----- Data extract -----

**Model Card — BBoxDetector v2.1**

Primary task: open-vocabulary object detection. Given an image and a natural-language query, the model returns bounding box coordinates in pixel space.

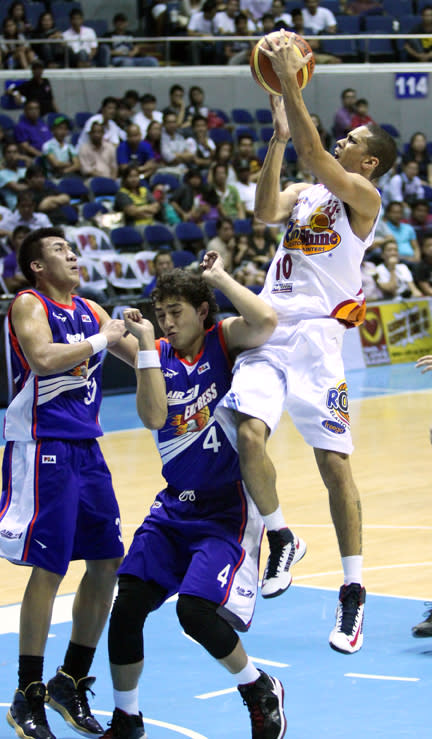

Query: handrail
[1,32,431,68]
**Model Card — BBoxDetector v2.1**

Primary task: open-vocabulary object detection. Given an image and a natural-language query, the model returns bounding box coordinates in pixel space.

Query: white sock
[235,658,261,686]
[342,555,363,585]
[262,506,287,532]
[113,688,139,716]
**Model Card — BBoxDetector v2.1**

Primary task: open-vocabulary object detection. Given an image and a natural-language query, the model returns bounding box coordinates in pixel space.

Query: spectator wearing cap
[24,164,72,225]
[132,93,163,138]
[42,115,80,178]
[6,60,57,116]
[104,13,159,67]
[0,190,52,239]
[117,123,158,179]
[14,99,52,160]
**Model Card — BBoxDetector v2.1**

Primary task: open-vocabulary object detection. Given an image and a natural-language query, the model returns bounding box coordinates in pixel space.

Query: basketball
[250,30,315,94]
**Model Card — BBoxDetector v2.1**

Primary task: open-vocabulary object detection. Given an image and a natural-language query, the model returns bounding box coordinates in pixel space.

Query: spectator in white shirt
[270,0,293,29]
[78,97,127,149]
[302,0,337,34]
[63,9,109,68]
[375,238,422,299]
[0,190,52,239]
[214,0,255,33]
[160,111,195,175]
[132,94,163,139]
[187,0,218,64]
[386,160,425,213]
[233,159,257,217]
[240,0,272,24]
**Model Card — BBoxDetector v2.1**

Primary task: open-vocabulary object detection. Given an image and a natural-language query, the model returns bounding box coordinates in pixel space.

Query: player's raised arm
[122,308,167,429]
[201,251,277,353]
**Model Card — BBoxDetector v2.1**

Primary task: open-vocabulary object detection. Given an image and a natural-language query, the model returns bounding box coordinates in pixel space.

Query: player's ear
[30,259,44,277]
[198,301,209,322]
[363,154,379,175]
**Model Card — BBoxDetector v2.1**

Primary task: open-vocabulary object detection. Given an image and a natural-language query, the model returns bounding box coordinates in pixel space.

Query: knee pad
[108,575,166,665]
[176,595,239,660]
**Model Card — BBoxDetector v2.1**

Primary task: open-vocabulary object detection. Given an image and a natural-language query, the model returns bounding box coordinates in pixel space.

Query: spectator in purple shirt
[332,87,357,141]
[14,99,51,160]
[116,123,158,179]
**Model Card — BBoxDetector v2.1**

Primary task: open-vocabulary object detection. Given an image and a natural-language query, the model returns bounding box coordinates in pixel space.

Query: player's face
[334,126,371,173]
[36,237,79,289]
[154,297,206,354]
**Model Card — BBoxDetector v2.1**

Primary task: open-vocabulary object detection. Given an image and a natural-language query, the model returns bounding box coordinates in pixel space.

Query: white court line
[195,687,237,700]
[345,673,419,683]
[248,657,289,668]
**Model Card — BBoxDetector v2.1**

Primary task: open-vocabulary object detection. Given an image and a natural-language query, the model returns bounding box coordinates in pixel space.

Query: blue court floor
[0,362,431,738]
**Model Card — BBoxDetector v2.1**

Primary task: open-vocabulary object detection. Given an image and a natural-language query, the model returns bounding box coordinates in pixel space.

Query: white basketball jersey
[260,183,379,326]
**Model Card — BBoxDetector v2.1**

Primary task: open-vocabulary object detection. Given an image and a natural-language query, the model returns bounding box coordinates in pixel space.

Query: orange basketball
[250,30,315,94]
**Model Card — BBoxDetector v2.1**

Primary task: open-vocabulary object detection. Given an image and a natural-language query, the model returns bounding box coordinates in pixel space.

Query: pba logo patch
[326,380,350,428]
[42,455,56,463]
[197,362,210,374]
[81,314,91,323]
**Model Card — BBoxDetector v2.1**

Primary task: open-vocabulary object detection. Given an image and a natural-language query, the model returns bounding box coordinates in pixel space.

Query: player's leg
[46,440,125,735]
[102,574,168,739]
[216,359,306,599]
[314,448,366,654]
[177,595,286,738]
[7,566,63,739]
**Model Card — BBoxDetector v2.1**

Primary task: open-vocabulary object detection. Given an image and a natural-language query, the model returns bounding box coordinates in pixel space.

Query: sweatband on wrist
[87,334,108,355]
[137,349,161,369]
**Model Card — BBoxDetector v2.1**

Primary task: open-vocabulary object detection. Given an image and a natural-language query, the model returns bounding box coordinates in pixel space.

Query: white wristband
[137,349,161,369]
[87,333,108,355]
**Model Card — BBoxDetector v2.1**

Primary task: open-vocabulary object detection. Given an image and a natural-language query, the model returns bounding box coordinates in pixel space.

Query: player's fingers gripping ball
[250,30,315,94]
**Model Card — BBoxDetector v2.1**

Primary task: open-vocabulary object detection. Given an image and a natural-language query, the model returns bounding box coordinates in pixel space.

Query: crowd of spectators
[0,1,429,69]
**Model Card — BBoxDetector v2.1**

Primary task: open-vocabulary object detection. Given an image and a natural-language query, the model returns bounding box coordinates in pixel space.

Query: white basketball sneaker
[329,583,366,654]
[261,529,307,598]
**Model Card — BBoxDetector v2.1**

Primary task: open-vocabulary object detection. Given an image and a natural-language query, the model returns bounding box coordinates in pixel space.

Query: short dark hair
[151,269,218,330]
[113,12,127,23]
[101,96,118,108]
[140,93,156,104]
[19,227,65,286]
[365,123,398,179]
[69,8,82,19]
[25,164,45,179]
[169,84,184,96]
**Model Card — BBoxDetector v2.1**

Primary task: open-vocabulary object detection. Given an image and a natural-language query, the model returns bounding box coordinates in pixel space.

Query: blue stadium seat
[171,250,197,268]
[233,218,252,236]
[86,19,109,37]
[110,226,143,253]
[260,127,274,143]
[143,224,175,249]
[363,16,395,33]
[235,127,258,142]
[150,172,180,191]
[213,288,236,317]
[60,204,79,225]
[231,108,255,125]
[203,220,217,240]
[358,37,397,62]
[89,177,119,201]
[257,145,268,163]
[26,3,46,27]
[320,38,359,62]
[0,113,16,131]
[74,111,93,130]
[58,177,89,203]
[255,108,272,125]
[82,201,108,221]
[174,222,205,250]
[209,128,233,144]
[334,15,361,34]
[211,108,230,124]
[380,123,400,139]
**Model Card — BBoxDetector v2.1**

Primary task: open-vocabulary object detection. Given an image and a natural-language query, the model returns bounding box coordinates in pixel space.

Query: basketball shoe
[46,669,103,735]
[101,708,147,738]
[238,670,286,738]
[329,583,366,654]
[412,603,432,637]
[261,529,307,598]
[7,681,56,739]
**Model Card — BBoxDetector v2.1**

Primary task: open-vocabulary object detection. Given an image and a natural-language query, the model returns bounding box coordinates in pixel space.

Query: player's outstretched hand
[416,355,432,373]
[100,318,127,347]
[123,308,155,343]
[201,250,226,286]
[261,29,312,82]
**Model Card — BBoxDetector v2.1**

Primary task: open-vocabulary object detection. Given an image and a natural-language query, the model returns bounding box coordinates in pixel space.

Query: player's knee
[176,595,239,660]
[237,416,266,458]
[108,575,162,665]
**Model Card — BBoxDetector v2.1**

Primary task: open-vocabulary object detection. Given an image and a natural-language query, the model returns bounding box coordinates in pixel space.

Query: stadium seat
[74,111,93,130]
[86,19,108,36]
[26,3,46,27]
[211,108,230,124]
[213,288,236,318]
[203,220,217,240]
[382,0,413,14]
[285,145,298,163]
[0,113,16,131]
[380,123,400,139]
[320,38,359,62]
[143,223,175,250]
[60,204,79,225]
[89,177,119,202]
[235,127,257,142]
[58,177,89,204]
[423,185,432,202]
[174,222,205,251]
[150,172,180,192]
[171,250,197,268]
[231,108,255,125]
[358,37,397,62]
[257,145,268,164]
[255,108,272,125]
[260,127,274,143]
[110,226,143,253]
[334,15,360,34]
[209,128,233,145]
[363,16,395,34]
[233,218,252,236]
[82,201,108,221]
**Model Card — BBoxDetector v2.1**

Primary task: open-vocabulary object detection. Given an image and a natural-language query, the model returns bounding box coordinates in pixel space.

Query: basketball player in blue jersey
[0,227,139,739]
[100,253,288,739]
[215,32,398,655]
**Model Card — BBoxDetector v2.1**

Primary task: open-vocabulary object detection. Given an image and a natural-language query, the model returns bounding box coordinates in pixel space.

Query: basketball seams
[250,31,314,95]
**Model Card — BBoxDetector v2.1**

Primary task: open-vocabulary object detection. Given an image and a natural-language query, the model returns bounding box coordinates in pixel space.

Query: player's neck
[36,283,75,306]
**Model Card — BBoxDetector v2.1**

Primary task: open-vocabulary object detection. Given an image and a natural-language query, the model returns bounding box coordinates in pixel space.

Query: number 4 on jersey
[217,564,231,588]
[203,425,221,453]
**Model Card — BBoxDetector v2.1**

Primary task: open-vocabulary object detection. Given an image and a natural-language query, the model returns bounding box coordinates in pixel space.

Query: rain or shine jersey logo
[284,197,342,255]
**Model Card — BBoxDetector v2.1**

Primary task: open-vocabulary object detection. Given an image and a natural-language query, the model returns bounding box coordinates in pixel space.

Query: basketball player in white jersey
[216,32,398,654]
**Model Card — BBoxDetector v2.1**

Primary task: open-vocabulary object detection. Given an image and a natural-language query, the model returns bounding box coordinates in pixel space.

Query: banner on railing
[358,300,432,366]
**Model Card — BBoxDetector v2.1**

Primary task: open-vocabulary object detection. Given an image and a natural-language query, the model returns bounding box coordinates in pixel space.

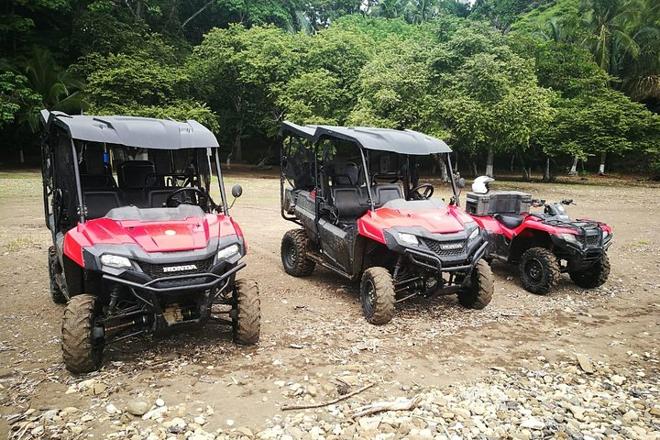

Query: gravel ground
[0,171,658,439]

-----
----- Data extract -----

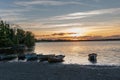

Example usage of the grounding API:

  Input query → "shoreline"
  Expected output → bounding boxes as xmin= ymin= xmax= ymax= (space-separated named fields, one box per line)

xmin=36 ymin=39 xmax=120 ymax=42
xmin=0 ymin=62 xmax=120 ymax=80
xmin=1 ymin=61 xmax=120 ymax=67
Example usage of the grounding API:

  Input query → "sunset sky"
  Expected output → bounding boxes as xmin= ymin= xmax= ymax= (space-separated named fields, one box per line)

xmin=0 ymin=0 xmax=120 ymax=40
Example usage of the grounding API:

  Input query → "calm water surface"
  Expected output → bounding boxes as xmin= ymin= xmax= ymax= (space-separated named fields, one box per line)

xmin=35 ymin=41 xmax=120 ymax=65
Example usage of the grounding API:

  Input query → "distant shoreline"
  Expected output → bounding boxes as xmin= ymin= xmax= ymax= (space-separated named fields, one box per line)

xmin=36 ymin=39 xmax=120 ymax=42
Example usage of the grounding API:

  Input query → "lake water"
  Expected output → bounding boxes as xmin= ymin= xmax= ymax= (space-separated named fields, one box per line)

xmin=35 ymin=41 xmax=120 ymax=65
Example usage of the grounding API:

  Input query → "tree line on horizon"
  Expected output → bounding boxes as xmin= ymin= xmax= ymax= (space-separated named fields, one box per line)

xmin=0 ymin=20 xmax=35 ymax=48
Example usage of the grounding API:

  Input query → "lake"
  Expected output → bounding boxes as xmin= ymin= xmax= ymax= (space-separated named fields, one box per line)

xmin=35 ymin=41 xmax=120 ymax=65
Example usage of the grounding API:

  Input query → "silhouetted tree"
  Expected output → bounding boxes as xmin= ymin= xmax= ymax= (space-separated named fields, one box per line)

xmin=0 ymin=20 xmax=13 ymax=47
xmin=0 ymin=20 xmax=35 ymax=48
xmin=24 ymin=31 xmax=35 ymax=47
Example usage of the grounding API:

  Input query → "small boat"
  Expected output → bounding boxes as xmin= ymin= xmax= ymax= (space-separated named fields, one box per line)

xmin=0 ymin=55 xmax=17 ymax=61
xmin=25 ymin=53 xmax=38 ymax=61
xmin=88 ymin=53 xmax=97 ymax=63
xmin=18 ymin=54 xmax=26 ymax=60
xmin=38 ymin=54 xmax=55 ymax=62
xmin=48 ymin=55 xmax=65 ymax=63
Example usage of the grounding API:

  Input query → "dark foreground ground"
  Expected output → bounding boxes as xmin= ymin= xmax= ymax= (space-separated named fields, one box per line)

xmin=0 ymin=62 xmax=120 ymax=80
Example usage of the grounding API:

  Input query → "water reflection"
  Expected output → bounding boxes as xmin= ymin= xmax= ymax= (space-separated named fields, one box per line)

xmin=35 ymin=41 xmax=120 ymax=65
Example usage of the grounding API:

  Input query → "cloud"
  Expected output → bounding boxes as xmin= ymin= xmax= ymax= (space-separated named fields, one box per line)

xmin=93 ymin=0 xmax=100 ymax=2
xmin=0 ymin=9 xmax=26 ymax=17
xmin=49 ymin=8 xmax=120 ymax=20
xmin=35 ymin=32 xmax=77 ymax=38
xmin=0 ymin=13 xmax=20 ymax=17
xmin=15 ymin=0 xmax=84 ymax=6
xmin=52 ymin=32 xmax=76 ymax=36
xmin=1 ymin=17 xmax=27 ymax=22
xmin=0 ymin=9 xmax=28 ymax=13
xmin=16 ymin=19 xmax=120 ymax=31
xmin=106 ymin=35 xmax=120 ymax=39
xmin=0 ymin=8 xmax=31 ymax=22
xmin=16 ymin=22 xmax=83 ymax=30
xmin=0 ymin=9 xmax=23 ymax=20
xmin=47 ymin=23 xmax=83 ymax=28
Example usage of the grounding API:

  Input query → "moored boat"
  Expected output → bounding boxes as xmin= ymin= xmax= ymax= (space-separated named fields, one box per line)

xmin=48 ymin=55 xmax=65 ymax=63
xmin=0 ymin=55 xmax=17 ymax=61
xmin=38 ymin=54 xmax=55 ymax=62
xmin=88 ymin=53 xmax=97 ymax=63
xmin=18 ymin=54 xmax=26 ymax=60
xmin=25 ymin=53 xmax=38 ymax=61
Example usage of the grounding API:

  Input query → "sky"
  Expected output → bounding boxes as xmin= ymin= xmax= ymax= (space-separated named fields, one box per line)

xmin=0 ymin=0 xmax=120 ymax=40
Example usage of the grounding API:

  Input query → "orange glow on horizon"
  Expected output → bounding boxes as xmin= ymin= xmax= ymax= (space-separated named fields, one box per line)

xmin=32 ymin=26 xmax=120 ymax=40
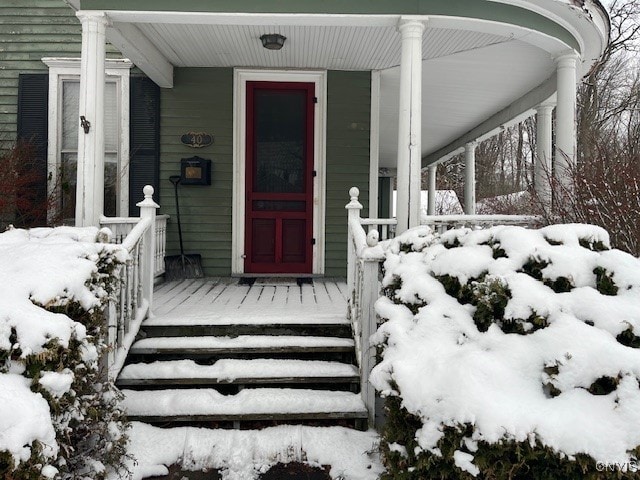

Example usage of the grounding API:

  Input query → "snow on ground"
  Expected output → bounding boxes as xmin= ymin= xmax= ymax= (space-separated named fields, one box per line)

-----
----- Data extract -----

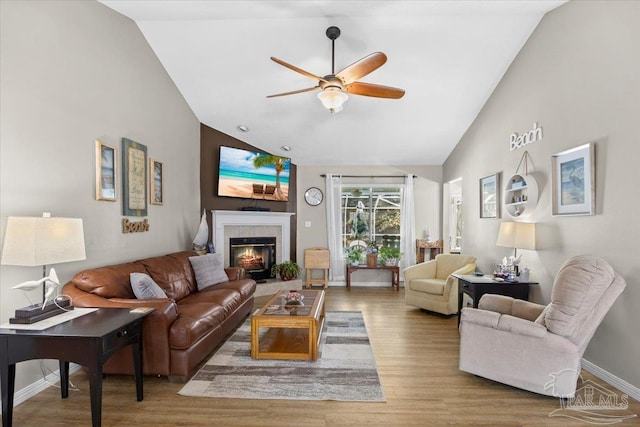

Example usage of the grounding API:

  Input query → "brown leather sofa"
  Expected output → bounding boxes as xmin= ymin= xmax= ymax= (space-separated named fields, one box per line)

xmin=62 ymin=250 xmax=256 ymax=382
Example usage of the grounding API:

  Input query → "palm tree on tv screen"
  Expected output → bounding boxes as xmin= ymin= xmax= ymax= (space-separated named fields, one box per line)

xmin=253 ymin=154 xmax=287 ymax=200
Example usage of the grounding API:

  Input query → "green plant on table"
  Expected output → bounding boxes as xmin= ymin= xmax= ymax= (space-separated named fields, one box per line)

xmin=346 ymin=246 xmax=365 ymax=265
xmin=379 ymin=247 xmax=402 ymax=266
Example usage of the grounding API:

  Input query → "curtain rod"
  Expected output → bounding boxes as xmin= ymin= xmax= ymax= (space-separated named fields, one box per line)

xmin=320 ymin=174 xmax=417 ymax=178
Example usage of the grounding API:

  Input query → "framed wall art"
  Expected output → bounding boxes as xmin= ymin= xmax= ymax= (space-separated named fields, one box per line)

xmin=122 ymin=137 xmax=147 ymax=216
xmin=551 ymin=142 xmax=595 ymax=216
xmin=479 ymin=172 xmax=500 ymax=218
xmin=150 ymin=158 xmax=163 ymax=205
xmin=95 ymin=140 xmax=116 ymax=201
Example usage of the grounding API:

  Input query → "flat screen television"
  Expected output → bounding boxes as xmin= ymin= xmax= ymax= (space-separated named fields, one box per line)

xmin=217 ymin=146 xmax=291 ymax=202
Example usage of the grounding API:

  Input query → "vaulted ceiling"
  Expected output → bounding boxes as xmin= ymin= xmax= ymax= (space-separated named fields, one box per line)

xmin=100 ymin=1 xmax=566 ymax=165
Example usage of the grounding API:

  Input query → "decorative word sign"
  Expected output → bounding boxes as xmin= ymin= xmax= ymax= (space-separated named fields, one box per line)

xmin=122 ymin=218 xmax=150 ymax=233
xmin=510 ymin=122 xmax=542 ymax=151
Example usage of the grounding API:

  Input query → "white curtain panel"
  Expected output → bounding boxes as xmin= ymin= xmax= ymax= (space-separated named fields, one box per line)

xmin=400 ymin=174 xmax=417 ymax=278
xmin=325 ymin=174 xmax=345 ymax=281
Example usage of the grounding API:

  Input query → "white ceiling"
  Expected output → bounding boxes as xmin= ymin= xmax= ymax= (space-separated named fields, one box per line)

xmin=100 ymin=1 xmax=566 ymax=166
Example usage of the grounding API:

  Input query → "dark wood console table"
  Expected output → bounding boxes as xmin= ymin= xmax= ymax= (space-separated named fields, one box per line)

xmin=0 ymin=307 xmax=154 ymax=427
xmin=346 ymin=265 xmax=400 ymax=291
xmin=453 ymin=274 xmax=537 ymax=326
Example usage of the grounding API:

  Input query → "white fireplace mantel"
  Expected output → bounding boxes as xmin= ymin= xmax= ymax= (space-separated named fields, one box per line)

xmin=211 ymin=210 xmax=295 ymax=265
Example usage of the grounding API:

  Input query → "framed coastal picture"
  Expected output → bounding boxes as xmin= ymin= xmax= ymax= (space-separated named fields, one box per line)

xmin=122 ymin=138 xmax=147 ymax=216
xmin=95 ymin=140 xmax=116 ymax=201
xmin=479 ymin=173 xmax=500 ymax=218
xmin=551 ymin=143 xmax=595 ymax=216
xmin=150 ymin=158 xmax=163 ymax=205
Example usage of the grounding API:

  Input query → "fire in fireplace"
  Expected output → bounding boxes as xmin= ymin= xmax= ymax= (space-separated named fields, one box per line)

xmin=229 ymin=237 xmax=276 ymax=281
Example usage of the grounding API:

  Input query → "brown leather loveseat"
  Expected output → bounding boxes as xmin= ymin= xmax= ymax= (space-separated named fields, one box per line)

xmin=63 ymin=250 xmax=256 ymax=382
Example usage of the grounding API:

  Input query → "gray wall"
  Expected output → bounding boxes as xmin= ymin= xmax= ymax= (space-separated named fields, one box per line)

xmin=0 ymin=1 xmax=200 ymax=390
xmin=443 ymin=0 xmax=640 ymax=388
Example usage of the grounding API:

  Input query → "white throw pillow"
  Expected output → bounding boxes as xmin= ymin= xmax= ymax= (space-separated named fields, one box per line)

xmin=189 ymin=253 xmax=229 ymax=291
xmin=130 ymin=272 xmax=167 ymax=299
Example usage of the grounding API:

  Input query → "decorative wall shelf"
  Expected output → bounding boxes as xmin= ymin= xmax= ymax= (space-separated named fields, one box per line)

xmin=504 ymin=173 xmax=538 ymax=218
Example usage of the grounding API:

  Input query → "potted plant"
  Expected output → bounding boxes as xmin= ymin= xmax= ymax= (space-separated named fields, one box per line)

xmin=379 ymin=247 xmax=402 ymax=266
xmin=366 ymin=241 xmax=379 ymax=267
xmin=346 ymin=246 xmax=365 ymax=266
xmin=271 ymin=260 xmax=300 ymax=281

-----

Description of the task:
Copy every line from the data that includes the string "tree".

Output:
  Input query → "tree line on horizon"
  Input query → "silhouetted tree"
  Input query → "palm tree on tv screen"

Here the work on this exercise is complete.